- _STORED RECORDS_:
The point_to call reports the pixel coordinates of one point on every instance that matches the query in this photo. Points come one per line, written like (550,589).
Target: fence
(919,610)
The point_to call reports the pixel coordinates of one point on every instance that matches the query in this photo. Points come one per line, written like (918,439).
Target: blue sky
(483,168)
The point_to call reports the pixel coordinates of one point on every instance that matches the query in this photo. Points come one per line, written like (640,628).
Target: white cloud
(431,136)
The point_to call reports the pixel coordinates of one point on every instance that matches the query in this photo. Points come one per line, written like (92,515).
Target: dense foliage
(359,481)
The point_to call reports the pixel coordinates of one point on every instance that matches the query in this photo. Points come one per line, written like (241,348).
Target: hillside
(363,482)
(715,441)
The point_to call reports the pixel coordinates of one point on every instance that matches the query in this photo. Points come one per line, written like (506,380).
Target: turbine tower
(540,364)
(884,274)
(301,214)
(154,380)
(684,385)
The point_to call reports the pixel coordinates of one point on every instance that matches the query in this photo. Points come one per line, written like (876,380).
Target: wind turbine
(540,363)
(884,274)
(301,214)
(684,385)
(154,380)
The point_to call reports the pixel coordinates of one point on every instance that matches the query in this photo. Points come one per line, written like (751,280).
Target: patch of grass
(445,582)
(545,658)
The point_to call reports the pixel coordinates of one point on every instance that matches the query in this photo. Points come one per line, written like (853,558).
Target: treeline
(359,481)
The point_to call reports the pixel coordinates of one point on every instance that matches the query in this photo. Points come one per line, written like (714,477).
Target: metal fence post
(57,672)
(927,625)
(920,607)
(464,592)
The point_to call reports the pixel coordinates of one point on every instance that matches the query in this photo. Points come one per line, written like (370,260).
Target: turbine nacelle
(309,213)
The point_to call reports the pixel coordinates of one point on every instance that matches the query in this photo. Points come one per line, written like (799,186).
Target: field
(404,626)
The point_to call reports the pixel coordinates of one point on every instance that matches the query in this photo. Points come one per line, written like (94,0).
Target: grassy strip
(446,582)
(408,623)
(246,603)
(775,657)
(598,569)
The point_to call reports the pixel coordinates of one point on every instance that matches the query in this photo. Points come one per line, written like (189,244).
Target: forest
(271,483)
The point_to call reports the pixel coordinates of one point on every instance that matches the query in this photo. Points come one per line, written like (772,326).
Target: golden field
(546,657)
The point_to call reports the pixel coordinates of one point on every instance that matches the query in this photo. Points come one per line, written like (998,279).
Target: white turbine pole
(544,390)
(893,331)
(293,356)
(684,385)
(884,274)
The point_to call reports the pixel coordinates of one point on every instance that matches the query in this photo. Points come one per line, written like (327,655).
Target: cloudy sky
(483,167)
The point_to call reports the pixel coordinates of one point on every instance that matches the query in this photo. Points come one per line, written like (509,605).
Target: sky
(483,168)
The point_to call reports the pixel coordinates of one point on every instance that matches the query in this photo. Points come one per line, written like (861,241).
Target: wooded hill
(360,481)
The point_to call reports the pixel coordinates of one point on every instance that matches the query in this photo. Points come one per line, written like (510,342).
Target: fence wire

- _GIVEN PROBLEM_: Return the entries above exactly as they appear.

- _SOLUTION FOR THIS EXERCISE_:
The point_to call reports the pixel coordinates of one point on every instance that matches the query in this photo. Points come one per line, written like (550,589).
Target: fence
(919,610)
The point_to call reports the pixel coordinates of one point on every instance that matches the query in this photo. Points come one per line, written like (918,439).
Target: blue sky
(483,168)
The point_to call reports the pixel coordinates of one point on every instance that matches the query in this photo. Points come one per line, written like (640,628).
Target: white cloud
(431,136)
The point_to call reports the pixel coordinates of one point on every instance that matches the query in this photo. Points come one per line, written like (92,515).
Target: dense foliage
(359,481)
The point_to call reports the pixel coordinates of one point on every instance that matches the query in this photo. Points come one per line, written like (241,348).
Target: hillside
(363,482)
(715,441)
The point_to call reports the pixel coordinates of one point on every instance that matches the query in this photo. Points come one per line, written like (506,380).
Target: turbine tower
(540,364)
(884,274)
(301,214)
(154,380)
(684,385)
The point_to call reports the pixel coordinates of one point on every instance that matches the query in this photo. Points come one per line, written like (876,380).
Target: wind turbine
(540,363)
(884,274)
(301,214)
(684,385)
(154,380)
The point_to call reports the pixel coordinates of one point on every instance that matches the query in this photo. Points come one per line, written like (751,280).
Target: patch of grass
(445,582)
(545,658)
The point_to call reports the pixel coordinates of one point on every instance that matches the query in this photo. Points come one per line, written like (853,558).
Target: treeline
(359,481)
The point_to call reports the pixel coordinates of one point on every instance that matches the query in this photo. Points come one per line, written like (714,477).
Target: metal fence post
(57,672)
(927,625)
(920,607)
(464,592)
The point_to call reports the pixel coordinates of one point on every instance that matches the query in this photo. Points come one per line, written like (370,260).
Target: turbine nacelle
(309,213)
The point_to call reports the pixel coordinates of one point on every instance that matches the query in this photo. Points come one per line, written like (799,186).
Target: field
(404,626)
The point_to call reports the pixel coordinates of one point on every instance that matches the query in this photo. Points come one per line, written like (94,0).
Target: grassy strip
(446,582)
(408,623)
(246,603)
(775,657)
(598,569)
The point_to call reports the pixel coordinates of one point on every instance that matches the query in this photo. Points come one per line, written like (189,244).
Target: forest
(271,483)
The point_to call reports the pixel coordinates of one point on every instance that matches the query in this photo. Points come one per line, written like (772,326).
Target: golden field
(546,657)
The point_to call reports the pixel coordinates of one point on every instance that matches the query in this photo. Points come one per line, written like (998,279).
Target: white turbine pole
(544,390)
(893,331)
(293,356)
(684,385)
(884,274)
The point_to call reports the pixel coordinates of one point on every instance that matches the query in this photo. Points come one per line, written like (327,655).
Target: cloudy sky
(483,167)
The point_to call reports the pixel coordinates of one point on every instance that matches the query in this photo. Points come one per line, written like (509,605).
Target: sky
(483,168)
The point_to call reports the pixel coordinates of one point on every instance that matches the query in this photo. Points come one per line, written like (861,241).
Target: wooded hill
(360,481)
The point_to call reports the pixel coordinates of one point on every instance that matches the query in this photo. Points come one per line, written like (510,342).
Target: fence wire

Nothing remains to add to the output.